PASSAGE:
For all Chereau’s cranky rebellion against French cinema, his new film connects to old French traditions in its theatrical leanings and a preoccupation with toujours l’amour. As in “Va Savoir,” Rivette’s meticulously spun tapestry of adulterous yearnings, “Intimacy” utilizes a stage milieu and features several play-within-a-movie sequences. And in the spirit of the Brigitte Bardot films of another generation, “Intimacy” pushes the limits of sexual explicitness, requiring physical talents from his leads Mark Rylance and Kerry Fox that are usually expected of porn actors.

Explains Chereau: “I wasn’t attempting to be titillating. During shooting, I discovered it wasn’t exciting but rather moving to see two bodies trying to give each other pleasure, or even tenderness. Or even try and just be together. Because it’s never easy to be together. It’s hard work. You have to be very careful.”

As French-and English-speaking filmmakers continue to cross-pollinate as Chereau is doing, is it conceivable that an American director could make the kinds of films that are coming out of France?

“I don’t think that there is a mature filmmaker in America of the stature of a Catherine Breillat who would make ‘Fat Girl,”’ says Vanco. “I think that young American filmmakers with nothing to lose would make a very unpolished version, say, a 23-year-old kid making his first film with digital video, iffy acting and low production values. Fortunately, France has more than its fair share of filmmakers who are trying to do something different.”

RECORDS SHOWN:
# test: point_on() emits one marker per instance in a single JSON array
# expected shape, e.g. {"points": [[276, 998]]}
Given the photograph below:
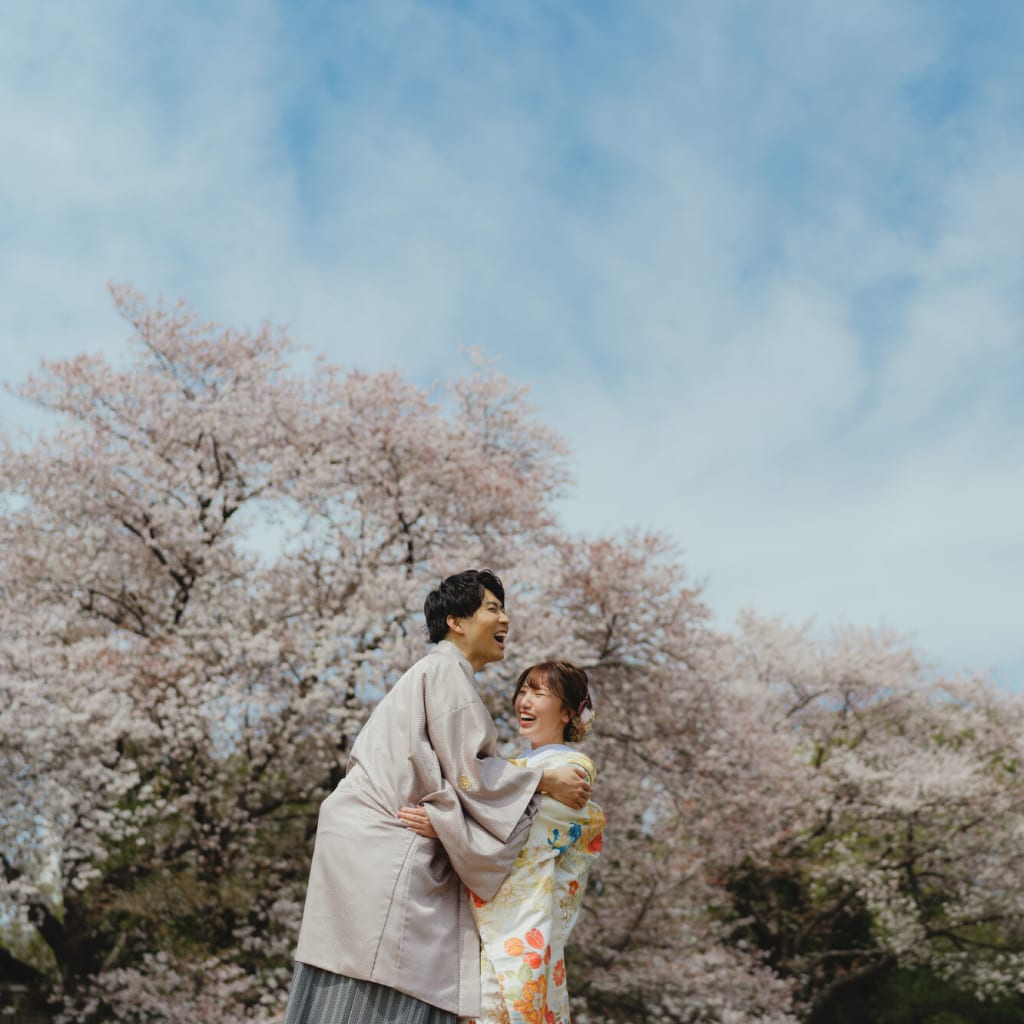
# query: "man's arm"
{"points": [[568, 784]]}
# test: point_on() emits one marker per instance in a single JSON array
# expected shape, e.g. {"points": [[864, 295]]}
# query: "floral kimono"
{"points": [[524, 928]]}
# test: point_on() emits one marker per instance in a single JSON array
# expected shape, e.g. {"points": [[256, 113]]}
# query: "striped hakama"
{"points": [[318, 996]]}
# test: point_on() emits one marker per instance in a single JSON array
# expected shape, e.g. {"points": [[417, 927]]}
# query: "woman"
{"points": [[523, 929]]}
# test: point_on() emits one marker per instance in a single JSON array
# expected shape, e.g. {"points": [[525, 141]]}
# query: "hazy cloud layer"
{"points": [[761, 265]]}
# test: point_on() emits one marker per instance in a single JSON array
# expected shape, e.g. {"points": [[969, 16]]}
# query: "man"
{"points": [[387, 935]]}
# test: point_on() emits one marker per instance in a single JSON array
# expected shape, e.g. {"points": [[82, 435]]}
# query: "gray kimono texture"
{"points": [[385, 904]]}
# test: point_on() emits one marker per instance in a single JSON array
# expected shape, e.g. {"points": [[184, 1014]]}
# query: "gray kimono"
{"points": [[385, 904]]}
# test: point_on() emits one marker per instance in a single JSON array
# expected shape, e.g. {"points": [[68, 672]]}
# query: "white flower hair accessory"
{"points": [[582, 721]]}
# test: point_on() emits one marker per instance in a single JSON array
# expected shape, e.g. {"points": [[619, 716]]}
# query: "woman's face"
{"points": [[541, 714]]}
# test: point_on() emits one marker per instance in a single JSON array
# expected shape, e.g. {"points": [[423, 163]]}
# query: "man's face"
{"points": [[481, 637]]}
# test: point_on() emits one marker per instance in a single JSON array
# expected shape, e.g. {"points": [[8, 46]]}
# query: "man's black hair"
{"points": [[459, 595]]}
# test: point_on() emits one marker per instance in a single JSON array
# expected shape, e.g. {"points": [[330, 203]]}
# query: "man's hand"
{"points": [[415, 818], [567, 784]]}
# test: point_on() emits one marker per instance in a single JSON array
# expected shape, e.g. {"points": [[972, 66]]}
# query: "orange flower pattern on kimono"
{"points": [[524, 928]]}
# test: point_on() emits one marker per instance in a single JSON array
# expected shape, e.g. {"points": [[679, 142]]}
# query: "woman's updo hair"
{"points": [[569, 684]]}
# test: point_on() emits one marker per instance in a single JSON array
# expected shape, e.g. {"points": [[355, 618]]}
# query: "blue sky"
{"points": [[760, 263]]}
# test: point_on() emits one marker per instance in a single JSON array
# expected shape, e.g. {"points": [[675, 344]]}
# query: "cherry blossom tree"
{"points": [[213, 566], [913, 808]]}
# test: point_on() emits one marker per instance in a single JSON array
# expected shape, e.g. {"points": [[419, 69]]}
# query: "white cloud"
{"points": [[770, 297]]}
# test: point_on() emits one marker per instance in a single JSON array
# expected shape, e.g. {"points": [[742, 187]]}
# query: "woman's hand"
{"points": [[416, 819], [568, 784]]}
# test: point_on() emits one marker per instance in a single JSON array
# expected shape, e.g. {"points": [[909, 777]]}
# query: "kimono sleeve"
{"points": [[484, 806]]}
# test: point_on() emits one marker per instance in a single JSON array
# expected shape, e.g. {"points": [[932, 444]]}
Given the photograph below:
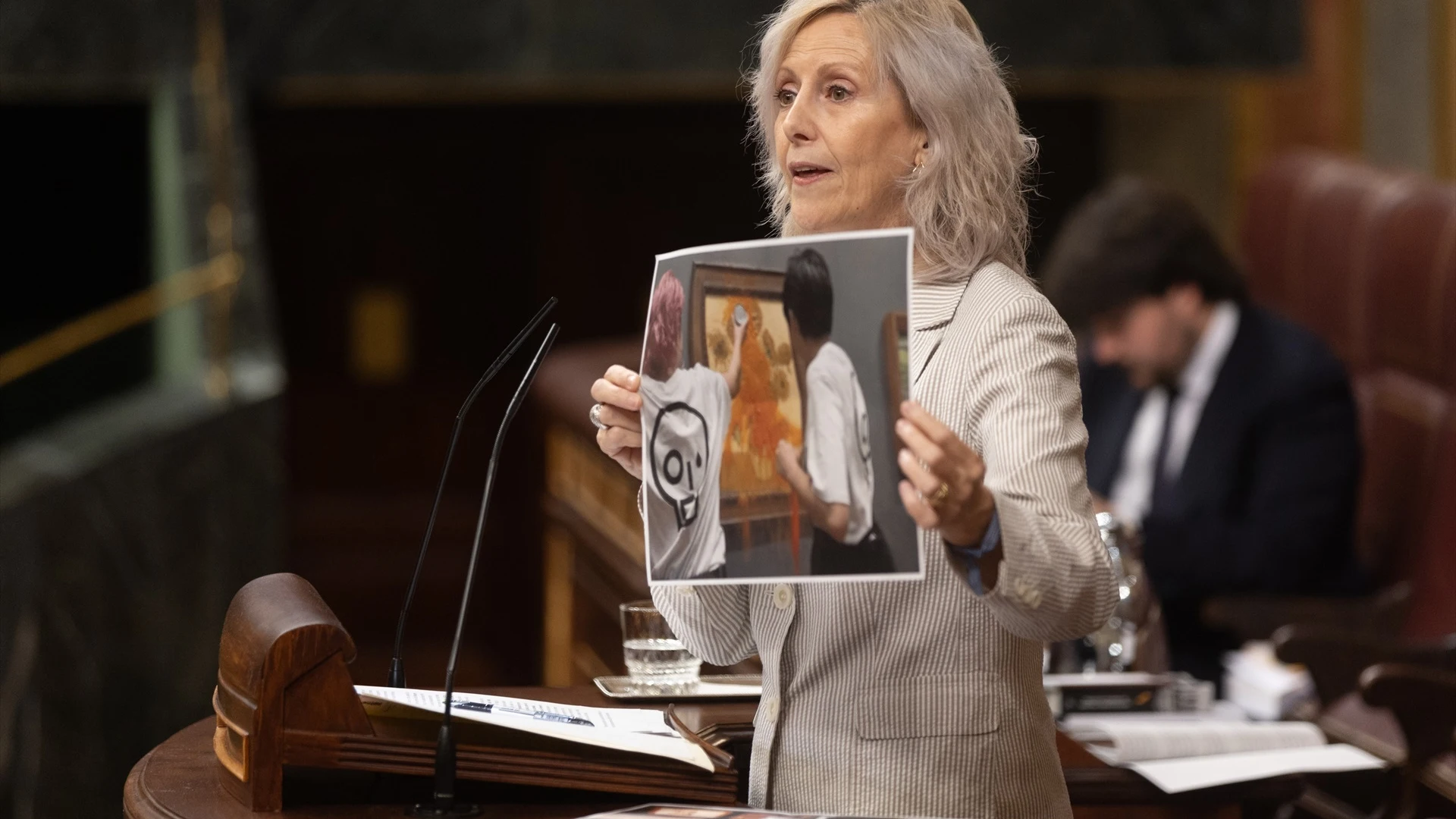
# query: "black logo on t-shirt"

HOW TO COMPLETE THIS TASK:
Reproduce the passage about Chereau's film "Intimacy" above in full, word for word.

THE ANSWER:
For all Chereau’s cranky rebellion against French cinema, his new film connects to old French traditions in its theatrical leanings and a preoccupation with toujours l’amour. As in “Va Savoir,” Rivette’s meticulously spun tapestry of adulterous yearnings, “Intimacy” utilizes a stage milieu and features several play-within-a-movie sequences. And in the spirit of the Brigitte Bardot films of another generation, “Intimacy” pushes the limits of sexual explicitness, requiring physical talents from his leads Mark Rylance and Kerry Fox that are usually expected of porn actors.

Explains Chereau: “I wasn’t attempting to be titillating. During shooting, I discovered it wasn’t exciting but rather moving to see two bodies trying to give each other pleasure, or even tenderness. Or even try and just be together. Because it’s never easy to be together. It’s hard work. You have to be very careful.”

As French-and English-speaking filmmakers continue to cross-pollinate as Chereau is doing, is it conceivable that an American director could make the kinds of films that are coming out of France?

“I don’t think that there is a mature filmmaker in America of the stature of a Catherine Breillat who would make ‘Fat Girl,”’ says Vanco. “I think that young American filmmakers with nothing to lose would make a very unpolished version, say, a 23-year-old kid making his first film with digital video, iffy acting and low production values. Fortunately, France has more than its fair share of filmmakers who are trying to do something different.”